-- Begin TASK MATERIAL --

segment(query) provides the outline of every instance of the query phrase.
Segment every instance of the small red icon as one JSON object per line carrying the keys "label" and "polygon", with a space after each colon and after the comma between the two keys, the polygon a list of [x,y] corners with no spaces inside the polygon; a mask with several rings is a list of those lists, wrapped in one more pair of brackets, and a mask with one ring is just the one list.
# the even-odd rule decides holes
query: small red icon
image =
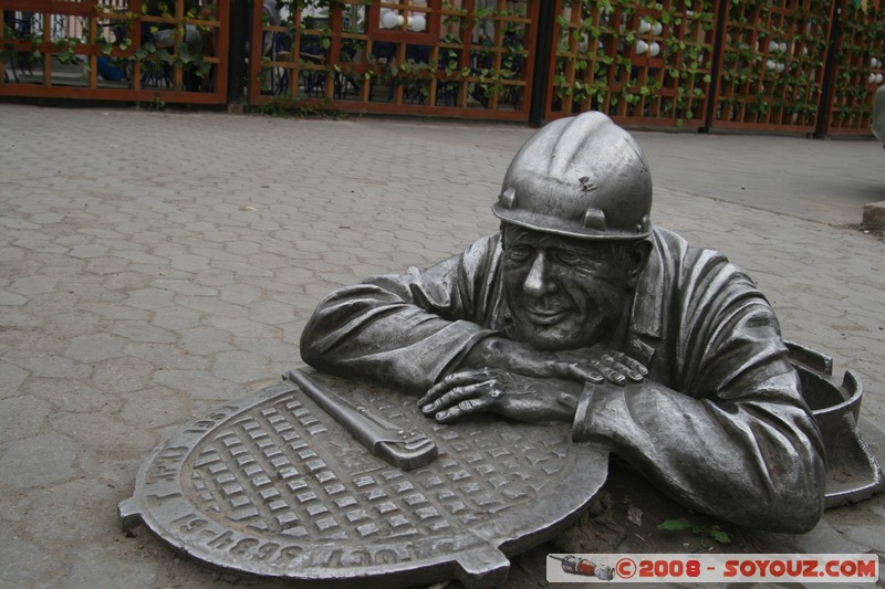
{"label": "small red icon", "polygon": [[629,579],[636,575],[636,562],[632,558],[622,558],[615,565],[615,572],[622,579]]}

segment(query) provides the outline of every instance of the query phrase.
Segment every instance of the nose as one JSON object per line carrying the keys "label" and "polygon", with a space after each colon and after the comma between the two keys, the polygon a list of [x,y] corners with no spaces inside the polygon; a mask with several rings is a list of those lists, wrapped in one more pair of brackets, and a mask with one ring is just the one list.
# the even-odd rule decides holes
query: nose
{"label": "nose", "polygon": [[522,283],[522,290],[531,296],[543,296],[555,288],[555,283],[548,276],[548,262],[543,253],[539,253],[532,267]]}

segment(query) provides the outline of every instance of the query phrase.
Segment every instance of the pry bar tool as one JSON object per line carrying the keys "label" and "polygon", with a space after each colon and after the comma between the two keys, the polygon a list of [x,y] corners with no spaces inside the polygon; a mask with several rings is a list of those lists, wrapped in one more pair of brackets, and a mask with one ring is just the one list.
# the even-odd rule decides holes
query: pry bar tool
{"label": "pry bar tool", "polygon": [[439,451],[421,430],[406,431],[396,423],[354,407],[344,398],[316,383],[302,370],[290,370],[287,378],[299,386],[320,408],[341,423],[374,455],[410,471],[436,460]]}

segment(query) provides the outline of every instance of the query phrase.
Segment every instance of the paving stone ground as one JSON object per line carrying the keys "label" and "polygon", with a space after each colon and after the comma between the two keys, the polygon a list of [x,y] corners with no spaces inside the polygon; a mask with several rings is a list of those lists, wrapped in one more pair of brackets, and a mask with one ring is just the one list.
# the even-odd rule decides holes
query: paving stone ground
{"label": "paving stone ground", "polygon": [[[124,534],[139,463],[300,365],[332,288],[494,231],[489,207],[532,133],[12,104],[0,129],[0,587],[29,588],[267,586]],[[885,427],[885,242],[851,227],[885,200],[882,147],[636,136],[654,220],[742,265],[785,337],[856,371],[862,414]],[[767,541],[882,561],[885,501]],[[538,587],[539,561],[514,579]]]}

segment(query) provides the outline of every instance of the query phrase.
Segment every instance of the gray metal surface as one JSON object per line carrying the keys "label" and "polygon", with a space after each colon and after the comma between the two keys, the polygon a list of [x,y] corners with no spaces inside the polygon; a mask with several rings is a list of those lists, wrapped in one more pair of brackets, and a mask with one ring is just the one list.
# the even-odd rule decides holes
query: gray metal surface
{"label": "gray metal surface", "polygon": [[504,581],[509,561],[585,506],[607,453],[568,425],[442,425],[413,397],[315,375],[321,385],[433,438],[439,457],[394,467],[283,380],[192,421],[143,463],[124,526],[143,520],[205,562],[327,586]]}
{"label": "gray metal surface", "polygon": [[[788,346],[826,450],[824,505],[840,507],[881,492],[885,488],[882,467],[858,428],[863,383],[851,370],[836,380],[829,356],[795,343]],[[875,435],[875,430],[867,432]]]}

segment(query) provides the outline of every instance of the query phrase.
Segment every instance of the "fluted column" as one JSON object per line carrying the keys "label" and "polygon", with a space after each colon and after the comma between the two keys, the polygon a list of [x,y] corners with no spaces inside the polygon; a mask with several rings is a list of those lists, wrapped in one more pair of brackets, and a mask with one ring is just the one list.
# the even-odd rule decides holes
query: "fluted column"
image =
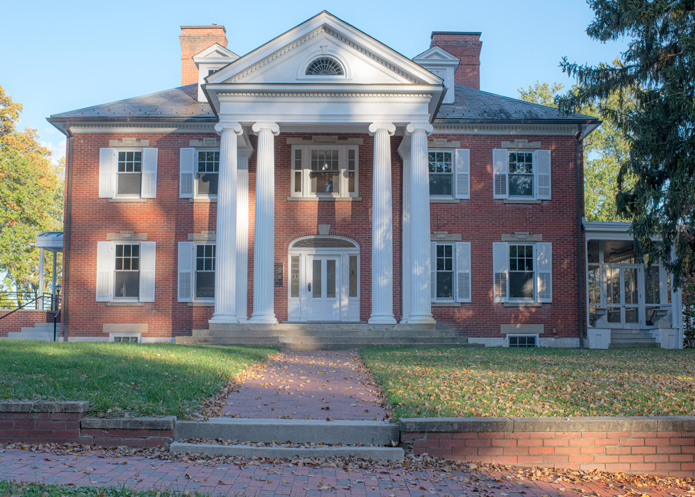
{"label": "fluted column", "polygon": [[403,193],[401,212],[401,317],[400,322],[408,322],[410,315],[410,151],[402,154]]}
{"label": "fluted column", "polygon": [[220,140],[217,233],[215,253],[215,313],[211,323],[238,323],[236,314],[237,136],[243,133],[236,122],[215,126]]}
{"label": "fluted column", "polygon": [[273,294],[275,258],[275,123],[258,122],[256,160],[256,219],[254,225],[254,313],[250,323],[277,323]]}
{"label": "fluted column", "polygon": [[391,205],[391,123],[373,123],[372,182],[372,315],[369,322],[395,324],[393,319],[393,221]]}
{"label": "fluted column", "polygon": [[410,135],[410,309],[409,324],[434,323],[430,289],[429,123],[411,123]]}
{"label": "fluted column", "polygon": [[236,315],[247,319],[249,294],[249,157],[253,150],[237,152],[236,174]]}

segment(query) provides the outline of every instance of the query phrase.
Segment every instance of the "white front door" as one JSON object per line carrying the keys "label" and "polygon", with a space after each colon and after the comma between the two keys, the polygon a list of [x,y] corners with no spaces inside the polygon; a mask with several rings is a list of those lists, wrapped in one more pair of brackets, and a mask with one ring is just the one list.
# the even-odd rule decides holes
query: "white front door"
{"label": "white front door", "polygon": [[306,258],[307,320],[341,320],[341,256]]}
{"label": "white front door", "polygon": [[611,328],[639,328],[639,265],[610,264],[605,268],[607,316]]}

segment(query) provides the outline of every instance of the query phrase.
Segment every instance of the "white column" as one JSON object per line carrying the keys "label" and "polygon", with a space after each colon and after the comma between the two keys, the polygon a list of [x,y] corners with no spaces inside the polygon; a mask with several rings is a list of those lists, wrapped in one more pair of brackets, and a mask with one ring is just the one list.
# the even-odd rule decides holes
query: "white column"
{"label": "white column", "polygon": [[[54,255],[54,258],[56,256]],[[39,248],[39,298],[36,301],[36,308],[43,309],[43,293],[44,293],[44,260],[45,252],[43,248]]]}
{"label": "white column", "polygon": [[395,324],[393,319],[393,220],[391,205],[391,123],[373,123],[372,182],[372,315],[370,323]]}
{"label": "white column", "polygon": [[273,292],[275,262],[275,123],[258,122],[256,160],[256,219],[254,225],[254,313],[250,323],[277,323]]}
{"label": "white column", "polygon": [[238,323],[236,314],[236,142],[243,133],[236,122],[215,126],[220,141],[217,233],[215,252],[215,313],[210,323]]}
{"label": "white column", "polygon": [[410,314],[409,324],[434,323],[430,292],[429,123],[411,123],[410,135]]}
{"label": "white column", "polygon": [[236,315],[247,319],[249,294],[249,157],[252,150],[237,152],[236,174]]}
{"label": "white column", "polygon": [[400,322],[408,322],[410,314],[410,153],[403,159],[403,208],[401,214],[401,317]]}

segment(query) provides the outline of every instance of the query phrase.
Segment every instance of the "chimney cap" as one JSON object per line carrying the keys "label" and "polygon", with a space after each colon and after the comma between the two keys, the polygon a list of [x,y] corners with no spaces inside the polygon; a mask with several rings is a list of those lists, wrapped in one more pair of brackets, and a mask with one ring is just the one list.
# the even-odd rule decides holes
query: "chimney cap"
{"label": "chimney cap", "polygon": [[227,29],[224,26],[218,26],[217,24],[213,24],[212,26],[180,26],[181,29],[219,29],[222,28],[224,31],[224,34],[227,34]]}
{"label": "chimney cap", "polygon": [[430,38],[432,39],[434,37],[434,35],[482,35],[482,31],[432,31],[432,34],[430,35]]}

-- End TASK MATERIAL --

**BRIEF:** Skip the images and write out the rest of the listing exactly.

**CORRECT ANSWER:**
segment(query) provides the outline of every instance of the query phrase.
Segment every instance of the small red icon as one JSON object per line carrying the keys "label" and "polygon", with a space after each colon and after the comma between the two keys, the polygon a list of [x,y] corners with no spaces inside the polygon; a mask with several rings is a list of those lists, wrapped in one more pair of brackets, and a mask with one ring is just the one list.
# the even-odd rule decides holes
query: small red icon
image =
{"label": "small red icon", "polygon": [[629,579],[636,575],[636,562],[632,558],[622,558],[615,565],[615,572],[622,579]]}

segment(query) provides the outline of every instance of the query phrase.
Segment every instance of the nose as one JSON object per line carrying the keys "label" and "polygon", with a space after each colon and after the comma between the two keys, the polygon a list of [x,y] corners with no spaces inside the polygon; a mask with several rings is a list of those lists, wrapped in one more pair of brackets, and a mask with one ring is just the one list.
# the even-odd rule decides holes
query: nose
{"label": "nose", "polygon": [[522,283],[522,290],[531,296],[543,296],[555,288],[555,283],[548,276],[548,262],[543,253],[539,253],[532,267]]}

segment(query) provides the outline of every instance of the query phrase.
Segment every instance of the pry bar tool as one JSON object per line carrying the keys "label" and "polygon", with a space after each colon and after the comma between the two keys, the polygon a list of [x,y] corners with no spaces inside the polygon; a mask with several rings is a list of those lists, wrapped in one more pair of brackets, and a mask with one ring is just the one list.
# the even-odd rule decides holes
query: pry bar tool
{"label": "pry bar tool", "polygon": [[439,451],[421,430],[406,431],[396,423],[354,407],[344,398],[316,383],[302,370],[290,370],[287,378],[299,386],[320,408],[341,423],[374,455],[410,471],[436,460]]}

segment(query) provides the outline of every instance of the query phrase.
Segment every instance of the paving stone ground as one JSON object per line carrying the keys "label" and "polygon", with a space after each colon and after the comma between the two keys, the polygon a list of [x,y] corners with no spaces inside the polygon; a mask with several rings is a list of those lists, wrapped in one more pair of brackets, and a mask with one ring is just the one list.
# the even-odd rule decides holes
query: paving stone ground
{"label": "paving stone ground", "polygon": [[[124,534],[139,463],[300,365],[332,288],[494,231],[489,207],[532,133],[12,104],[0,129],[0,587],[29,588],[267,586]],[[885,427],[885,242],[851,227],[885,200],[882,147],[636,136],[654,220],[742,265],[785,337],[856,371],[862,414]],[[767,541],[882,561],[885,501]],[[538,587],[539,561],[514,579]]]}

segment(query) provides the outline of every instance of the query phrase.
Segment every instance of the gray metal surface as one JSON object per line carrying the keys "label" and "polygon", with a space after each colon and after the comma between the two keys, the polygon a list of [x,y] corners with no spaces inside the polygon; a mask with several rings is a list of those lists, wrapped in one more pair of brackets, and a mask with one ring is just the one list.
# the even-odd rule decides holes
query: gray metal surface
{"label": "gray metal surface", "polygon": [[504,581],[509,561],[585,506],[607,453],[568,425],[442,425],[413,397],[315,375],[321,385],[433,438],[439,457],[394,467],[283,380],[192,421],[143,463],[124,526],[143,520],[205,562],[327,586]]}
{"label": "gray metal surface", "polygon": [[[788,346],[826,450],[824,505],[840,507],[881,492],[885,488],[882,467],[858,428],[863,383],[851,370],[836,380],[829,356],[795,343]],[[875,435],[875,430],[867,432]]]}

segment(query) provides the outline of every instance of the query phrase.
Segment every instance of the "fluted column" as one JSON object per line carrying the keys "label" and "polygon", with a space after each colon and after the comma between the two keys, the polygon a list of [x,y] corners with no spaces inside the polygon; a mask with several rings is a list of those lists, wrapped in one more pair of brackets, and a mask with one ring is just the one list.
# the even-odd rule decides holes
query: "fluted column"
image =
{"label": "fluted column", "polygon": [[403,193],[401,212],[401,317],[400,322],[408,322],[410,315],[410,151],[402,154]]}
{"label": "fluted column", "polygon": [[220,140],[217,233],[215,253],[215,313],[211,323],[238,323],[236,314],[237,136],[243,133],[236,122],[215,126]]}
{"label": "fluted column", "polygon": [[273,294],[275,258],[275,123],[258,122],[256,160],[256,219],[254,225],[254,313],[250,323],[277,323]]}
{"label": "fluted column", "polygon": [[391,205],[391,123],[373,123],[372,182],[372,315],[369,322],[395,324],[393,319],[393,221]]}
{"label": "fluted column", "polygon": [[410,135],[410,309],[409,324],[434,323],[430,289],[429,123],[411,123]]}
{"label": "fluted column", "polygon": [[236,315],[247,319],[249,294],[249,157],[253,150],[237,152],[236,174]]}

segment(query) provides the outline of every instance of the query phrase.
Segment every instance of the "white front door" as one JSON object per line carrying the keys "label" and "polygon", with a space after each colon and after the comma between the two keys, the polygon a list of [x,y] corners with no spaces inside the polygon; a mask with several rings is a list of those lists, wrapped in one more pair of brackets, and a mask with one ring is just the one list.
# the even-odd rule decides holes
query: "white front door"
{"label": "white front door", "polygon": [[306,258],[307,320],[341,320],[341,256]]}
{"label": "white front door", "polygon": [[611,328],[639,328],[639,265],[610,264],[605,268],[607,316]]}

segment(query) provides the outline of every instance of the query phrase.
Segment every instance of the "white column" as one JSON object per line carrying the keys "label" and "polygon", with a space after each colon and after the comma between the two keys, the polygon a list of [x,y] corners with no spaces inside the polygon; a mask with several rings is a list of those lists, wrapped in one more pair of brackets, and a mask with one ring is just the one list.
# the even-odd rule decides holes
query: "white column"
{"label": "white column", "polygon": [[[54,255],[54,258],[56,256]],[[39,248],[39,298],[36,301],[36,308],[43,309],[43,293],[44,293],[44,260],[45,252],[43,248]]]}
{"label": "white column", "polygon": [[395,324],[393,319],[393,220],[391,205],[391,123],[373,123],[372,182],[372,315],[370,323]]}
{"label": "white column", "polygon": [[273,292],[275,262],[275,123],[258,122],[256,160],[256,219],[254,225],[254,313],[250,323],[277,323]]}
{"label": "white column", "polygon": [[238,323],[236,314],[236,142],[243,133],[236,122],[215,126],[220,141],[217,233],[215,252],[215,313],[210,323]]}
{"label": "white column", "polygon": [[410,314],[409,324],[434,323],[430,292],[429,123],[411,123],[410,135]]}
{"label": "white column", "polygon": [[236,315],[247,319],[249,294],[249,157],[252,150],[237,152],[236,174]]}
{"label": "white column", "polygon": [[400,322],[408,322],[410,314],[410,153],[403,159],[403,208],[401,214],[401,317]]}

segment(query) provides the outline of every instance of the query phrase.
Segment every instance of the "chimney cap" as one JSON object per line carrying the keys "label" and "polygon", with a space after each colon and after the comma between the two keys, the polygon a list of [x,y] corners with no spaces inside the polygon; a mask with several rings is a list of those lists, wrapped in one more pair of brackets, and a mask with one ring is just the one list.
# the even-odd rule decides holes
query: "chimney cap"
{"label": "chimney cap", "polygon": [[227,29],[224,26],[218,26],[217,24],[213,24],[212,26],[180,26],[181,29],[219,29],[222,28],[224,31],[224,34],[227,34]]}
{"label": "chimney cap", "polygon": [[430,38],[432,39],[434,37],[434,35],[482,35],[482,31],[432,31],[432,34],[430,35]]}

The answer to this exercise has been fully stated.